» **RECORD SET**
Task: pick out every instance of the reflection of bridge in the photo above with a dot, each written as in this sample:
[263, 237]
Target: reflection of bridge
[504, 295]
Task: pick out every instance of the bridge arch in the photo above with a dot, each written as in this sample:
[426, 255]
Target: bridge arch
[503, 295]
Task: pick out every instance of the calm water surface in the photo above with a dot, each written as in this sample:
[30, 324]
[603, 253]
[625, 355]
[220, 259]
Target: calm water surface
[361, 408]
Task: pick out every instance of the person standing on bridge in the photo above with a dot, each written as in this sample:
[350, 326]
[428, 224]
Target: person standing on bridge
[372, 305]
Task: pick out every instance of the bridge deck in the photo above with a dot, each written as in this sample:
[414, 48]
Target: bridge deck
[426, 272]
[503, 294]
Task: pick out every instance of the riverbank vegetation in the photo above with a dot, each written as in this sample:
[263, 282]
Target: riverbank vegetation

--

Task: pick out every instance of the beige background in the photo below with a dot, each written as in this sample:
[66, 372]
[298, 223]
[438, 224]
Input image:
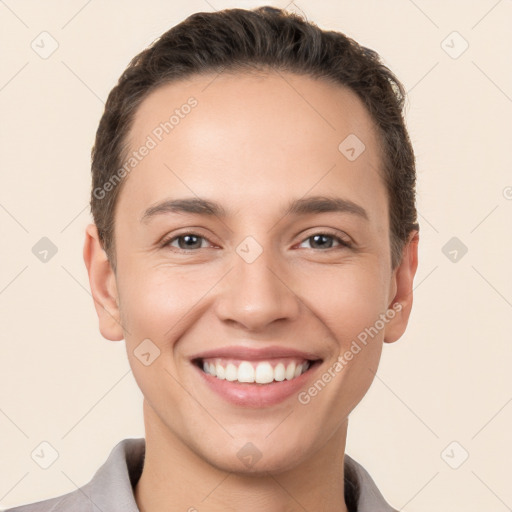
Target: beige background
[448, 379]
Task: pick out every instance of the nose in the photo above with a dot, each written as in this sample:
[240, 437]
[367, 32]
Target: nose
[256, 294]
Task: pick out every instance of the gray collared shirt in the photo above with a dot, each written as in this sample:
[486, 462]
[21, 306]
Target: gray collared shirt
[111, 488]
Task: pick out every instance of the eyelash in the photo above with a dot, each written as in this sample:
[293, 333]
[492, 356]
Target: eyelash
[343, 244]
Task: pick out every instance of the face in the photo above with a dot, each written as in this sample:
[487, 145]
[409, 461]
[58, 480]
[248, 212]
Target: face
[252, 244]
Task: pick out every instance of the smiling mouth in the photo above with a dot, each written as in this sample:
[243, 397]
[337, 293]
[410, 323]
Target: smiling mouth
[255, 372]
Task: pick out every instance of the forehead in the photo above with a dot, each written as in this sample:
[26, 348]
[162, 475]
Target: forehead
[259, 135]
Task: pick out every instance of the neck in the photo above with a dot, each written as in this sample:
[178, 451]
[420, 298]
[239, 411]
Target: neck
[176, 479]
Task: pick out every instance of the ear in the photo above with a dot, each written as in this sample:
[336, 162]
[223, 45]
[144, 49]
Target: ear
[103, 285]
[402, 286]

---

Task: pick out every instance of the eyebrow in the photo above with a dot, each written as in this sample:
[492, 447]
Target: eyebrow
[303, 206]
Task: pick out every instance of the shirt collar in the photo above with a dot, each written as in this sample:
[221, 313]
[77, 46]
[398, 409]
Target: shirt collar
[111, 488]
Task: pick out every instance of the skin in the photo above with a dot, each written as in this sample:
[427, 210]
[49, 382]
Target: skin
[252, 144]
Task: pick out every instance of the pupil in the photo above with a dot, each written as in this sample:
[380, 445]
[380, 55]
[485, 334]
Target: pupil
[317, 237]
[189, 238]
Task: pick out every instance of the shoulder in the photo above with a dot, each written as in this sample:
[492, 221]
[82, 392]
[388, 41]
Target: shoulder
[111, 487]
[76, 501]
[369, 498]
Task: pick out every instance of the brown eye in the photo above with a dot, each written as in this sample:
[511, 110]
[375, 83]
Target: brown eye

» **AIM OF THE EXERCISE**
Pull out each line in the items above that contains the word "surface". Case matters.

» **RESPONSE TO THIS EXERCISE**
Task: pick out every instance of the calm water surface in the photo above with a dot, each written as in this sample:
Target: calm water surface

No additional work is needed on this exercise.